It would be great if this could be backpatched to all currently supported
PG versions. The patch is very small, so it should be very little effort I
think. I'd be happy to help with that if that's useful or needed.

On Tue, 16 Mar 2021 at 16:09, Michael Paquier <michael@paquier.xyz> wrote:

Show quoted text

On Fri, Dec 13, 2019 at 03:39:15PM +0900, Michael Paquier wrote:

Attached is a patch, I'll go commit that if there are no objections.
The DH handling does not really change regarding the way it gets
free'd or not down to 0.9.8.

And committed. Dmitry has pointed out offline that we need to do the
same with the error code path, and he is right as OpenSSL does not
touch the passed-in DH information for 0.9.8~.
--
Michael

#5Tom Lane
tgl@sss.pgh.pa.us
In reply to: Jelte Fennema-Nio (#4)
Re: BUG #16160: Minor memory leak in case of starting postgres server with SSL encryption

Jelte Fennema <postgres@jeltef.nl> writes:

We ran into this memory leak on PG11 in production. The lea was determined
to be the root cause of OOM errors we were seeing. There was a combination
of a things that caused this leak to become serious enough for these OOM
errors to happen:

I follow the argument that a leak in the postmaster's SIGHUP processing
could accumulate enough to be a problem. However, how sure are you
really that this specific bug accounts for all of the leakage you saw?

I'm wondering about that because I see some other stuff in be_tls_init()
that looks like it might get leaked, notably the root_cert_list read
from the ssl_ca_file. This code was originally meant to be run exactly
once at postmaster start, so it's not too surprising that it's not as
careful as it now needs to be.

regards, tom lane

#6Jelte Fennema-Nio
postgres@jeltef.nl
In reply to: Tom Lane (#5)
Re: BUG #16160: Minor memory leak in case of starting postgres server with SSL encryption

I'm pretty sure it was the only cause in this specific case. When running
postgres with valgrind this was the only block that was repeatedly being
leaked.

Originally we also thought that root_cert_list could be the cause. Changing
the size of the root cert did not speed up the memory leak though, so this
was rejected as one of the causes (before we ran postgres with valgrind).
The reason it doesn't leak is that root_cert_list gets added to the SSL_CTX
a little while after creation if everything goes well.

• _Request 1_
Print, word for word, the stretch of the SSL memory leak thread from "I'm wondering about" through "needs to be.".
• _Request 2_
Answer these questions about the SSL memory leak thread:
(a) On which PostgreSQL version was the leak hit in production?
(b) Running postgres under which tool showed that this was the only block repeatedly being leaked?
(c) What item in be_tls_init() does Tom Lane name as something that might get leaked?

Records held in a dataset
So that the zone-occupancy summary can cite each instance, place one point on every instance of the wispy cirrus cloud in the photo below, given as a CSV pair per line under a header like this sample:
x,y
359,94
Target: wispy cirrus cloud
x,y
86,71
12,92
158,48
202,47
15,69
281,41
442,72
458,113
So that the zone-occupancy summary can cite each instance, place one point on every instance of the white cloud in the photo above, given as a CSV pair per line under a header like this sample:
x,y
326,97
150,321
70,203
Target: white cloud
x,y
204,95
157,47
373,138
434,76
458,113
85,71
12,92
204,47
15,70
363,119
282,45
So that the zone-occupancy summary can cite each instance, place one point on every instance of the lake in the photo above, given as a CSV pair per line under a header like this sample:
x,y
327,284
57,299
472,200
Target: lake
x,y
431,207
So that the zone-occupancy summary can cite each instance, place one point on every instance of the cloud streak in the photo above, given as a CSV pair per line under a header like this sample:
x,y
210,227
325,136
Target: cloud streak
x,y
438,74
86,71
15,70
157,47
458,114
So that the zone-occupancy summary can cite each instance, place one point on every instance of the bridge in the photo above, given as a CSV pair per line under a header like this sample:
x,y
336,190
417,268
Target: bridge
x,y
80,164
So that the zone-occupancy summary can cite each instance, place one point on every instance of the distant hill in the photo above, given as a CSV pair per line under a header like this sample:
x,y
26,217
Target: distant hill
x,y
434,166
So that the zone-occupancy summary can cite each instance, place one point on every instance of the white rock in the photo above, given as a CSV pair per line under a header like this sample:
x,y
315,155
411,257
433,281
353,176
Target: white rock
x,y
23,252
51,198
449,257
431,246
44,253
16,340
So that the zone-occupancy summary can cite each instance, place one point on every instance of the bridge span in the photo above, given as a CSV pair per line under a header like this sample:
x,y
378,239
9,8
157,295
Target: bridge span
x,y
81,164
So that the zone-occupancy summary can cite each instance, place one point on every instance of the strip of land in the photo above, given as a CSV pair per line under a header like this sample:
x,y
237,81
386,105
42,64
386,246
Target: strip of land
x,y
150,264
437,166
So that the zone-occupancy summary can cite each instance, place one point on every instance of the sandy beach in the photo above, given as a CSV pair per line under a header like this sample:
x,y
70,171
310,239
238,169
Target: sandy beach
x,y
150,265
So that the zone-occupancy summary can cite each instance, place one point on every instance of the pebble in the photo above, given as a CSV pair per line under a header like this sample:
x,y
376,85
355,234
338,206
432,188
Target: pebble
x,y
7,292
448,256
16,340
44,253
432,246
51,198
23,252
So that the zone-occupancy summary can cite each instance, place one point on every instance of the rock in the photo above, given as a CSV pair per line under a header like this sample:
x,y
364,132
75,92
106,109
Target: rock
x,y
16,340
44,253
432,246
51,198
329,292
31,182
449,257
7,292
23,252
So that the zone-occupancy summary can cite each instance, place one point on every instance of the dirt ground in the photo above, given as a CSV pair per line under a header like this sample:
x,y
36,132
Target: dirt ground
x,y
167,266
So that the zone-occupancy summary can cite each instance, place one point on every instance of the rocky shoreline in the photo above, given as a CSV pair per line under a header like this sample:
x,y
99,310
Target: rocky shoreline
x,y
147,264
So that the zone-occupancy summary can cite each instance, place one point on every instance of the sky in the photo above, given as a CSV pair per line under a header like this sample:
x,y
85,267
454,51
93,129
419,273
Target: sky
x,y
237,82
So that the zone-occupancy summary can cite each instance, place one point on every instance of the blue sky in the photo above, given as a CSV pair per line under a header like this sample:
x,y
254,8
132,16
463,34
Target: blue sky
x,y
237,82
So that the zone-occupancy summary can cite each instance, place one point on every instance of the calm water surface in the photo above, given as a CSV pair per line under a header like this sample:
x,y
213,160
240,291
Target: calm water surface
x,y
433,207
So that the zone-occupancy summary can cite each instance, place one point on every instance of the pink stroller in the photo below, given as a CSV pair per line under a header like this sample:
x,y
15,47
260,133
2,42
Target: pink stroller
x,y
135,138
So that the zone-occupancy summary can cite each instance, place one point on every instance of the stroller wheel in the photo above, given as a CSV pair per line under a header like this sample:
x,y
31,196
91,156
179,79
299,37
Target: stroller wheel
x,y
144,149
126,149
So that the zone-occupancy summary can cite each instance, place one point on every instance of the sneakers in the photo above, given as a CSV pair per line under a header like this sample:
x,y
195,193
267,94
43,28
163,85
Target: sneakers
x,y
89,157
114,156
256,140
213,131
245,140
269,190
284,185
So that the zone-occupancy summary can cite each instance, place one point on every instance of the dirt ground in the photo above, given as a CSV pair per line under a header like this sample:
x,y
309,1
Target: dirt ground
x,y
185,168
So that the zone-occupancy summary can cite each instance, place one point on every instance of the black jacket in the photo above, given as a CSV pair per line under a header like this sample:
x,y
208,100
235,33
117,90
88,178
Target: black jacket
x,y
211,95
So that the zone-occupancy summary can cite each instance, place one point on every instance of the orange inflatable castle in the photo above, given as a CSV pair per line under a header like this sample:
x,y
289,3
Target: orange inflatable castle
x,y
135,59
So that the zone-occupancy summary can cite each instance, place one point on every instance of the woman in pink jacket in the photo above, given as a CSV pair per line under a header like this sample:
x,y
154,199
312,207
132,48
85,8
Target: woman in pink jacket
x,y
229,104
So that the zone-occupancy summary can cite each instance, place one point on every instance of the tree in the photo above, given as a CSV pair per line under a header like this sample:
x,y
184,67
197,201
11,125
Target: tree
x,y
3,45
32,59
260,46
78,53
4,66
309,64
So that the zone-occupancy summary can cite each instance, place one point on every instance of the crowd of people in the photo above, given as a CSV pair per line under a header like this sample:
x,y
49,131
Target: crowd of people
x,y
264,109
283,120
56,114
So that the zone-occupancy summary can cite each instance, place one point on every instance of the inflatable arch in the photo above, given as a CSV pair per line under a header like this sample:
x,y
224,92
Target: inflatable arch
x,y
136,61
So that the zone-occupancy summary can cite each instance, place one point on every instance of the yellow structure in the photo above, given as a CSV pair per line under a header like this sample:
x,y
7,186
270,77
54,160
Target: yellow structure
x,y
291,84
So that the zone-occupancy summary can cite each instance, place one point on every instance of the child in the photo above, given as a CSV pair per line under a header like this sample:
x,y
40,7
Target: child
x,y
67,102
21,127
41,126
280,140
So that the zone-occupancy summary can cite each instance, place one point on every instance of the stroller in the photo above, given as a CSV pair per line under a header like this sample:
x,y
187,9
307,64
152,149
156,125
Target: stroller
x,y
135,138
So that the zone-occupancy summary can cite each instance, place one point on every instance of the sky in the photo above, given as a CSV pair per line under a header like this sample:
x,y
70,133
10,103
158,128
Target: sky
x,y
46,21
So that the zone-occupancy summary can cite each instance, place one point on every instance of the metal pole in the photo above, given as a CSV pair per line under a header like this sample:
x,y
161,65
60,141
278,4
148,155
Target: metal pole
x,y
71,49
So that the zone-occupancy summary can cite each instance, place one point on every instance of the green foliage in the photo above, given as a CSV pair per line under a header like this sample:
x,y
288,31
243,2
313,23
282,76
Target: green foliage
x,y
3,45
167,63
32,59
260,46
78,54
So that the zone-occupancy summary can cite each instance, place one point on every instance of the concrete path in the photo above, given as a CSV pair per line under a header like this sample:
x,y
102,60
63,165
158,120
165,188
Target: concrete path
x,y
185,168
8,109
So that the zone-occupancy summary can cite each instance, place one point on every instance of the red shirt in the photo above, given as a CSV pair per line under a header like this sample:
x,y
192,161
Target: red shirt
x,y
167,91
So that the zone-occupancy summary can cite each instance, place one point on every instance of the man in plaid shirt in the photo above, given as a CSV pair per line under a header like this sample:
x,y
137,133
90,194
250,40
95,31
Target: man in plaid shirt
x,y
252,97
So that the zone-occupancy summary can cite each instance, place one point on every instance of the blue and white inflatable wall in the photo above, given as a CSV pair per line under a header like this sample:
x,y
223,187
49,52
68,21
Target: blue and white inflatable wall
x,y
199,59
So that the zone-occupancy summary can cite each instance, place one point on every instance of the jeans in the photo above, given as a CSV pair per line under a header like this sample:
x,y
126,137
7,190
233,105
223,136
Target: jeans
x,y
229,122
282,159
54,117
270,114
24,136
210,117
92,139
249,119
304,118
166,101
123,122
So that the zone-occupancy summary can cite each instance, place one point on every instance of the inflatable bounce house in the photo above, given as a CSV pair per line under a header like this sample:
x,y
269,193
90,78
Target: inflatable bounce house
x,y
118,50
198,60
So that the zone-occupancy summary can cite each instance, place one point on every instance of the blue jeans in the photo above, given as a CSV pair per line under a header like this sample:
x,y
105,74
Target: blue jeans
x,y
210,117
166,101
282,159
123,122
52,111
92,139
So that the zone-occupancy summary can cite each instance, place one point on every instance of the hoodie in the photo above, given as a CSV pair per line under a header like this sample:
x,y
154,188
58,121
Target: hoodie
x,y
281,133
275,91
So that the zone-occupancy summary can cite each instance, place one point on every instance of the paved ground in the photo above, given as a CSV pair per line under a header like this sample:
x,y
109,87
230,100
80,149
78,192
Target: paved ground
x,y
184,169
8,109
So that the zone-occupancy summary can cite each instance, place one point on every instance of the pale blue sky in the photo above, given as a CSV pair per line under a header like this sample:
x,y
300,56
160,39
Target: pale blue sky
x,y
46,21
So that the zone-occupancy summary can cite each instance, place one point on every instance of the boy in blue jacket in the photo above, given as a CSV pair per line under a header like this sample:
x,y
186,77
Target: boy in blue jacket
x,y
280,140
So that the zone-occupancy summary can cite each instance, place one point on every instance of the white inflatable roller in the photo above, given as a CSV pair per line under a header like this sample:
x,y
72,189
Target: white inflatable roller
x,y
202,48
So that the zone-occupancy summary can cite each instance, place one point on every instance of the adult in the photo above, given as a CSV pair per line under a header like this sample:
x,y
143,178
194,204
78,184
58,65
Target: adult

• _Finished answer 1_
I'm wondering about that because I see some other stuff in be_tls_init()
that looks like it might get leaked, notably the root_cert_list read
from the ssl_ca_file. This code was originally meant to be run exactly
once at postmaster start, so it's not too surprising that it's not as
careful as it now needs to be.

• _Finished answer 2_
(a) PG11
(b) Valgrind
(c) The root_cert_list read from the ssl_ca_file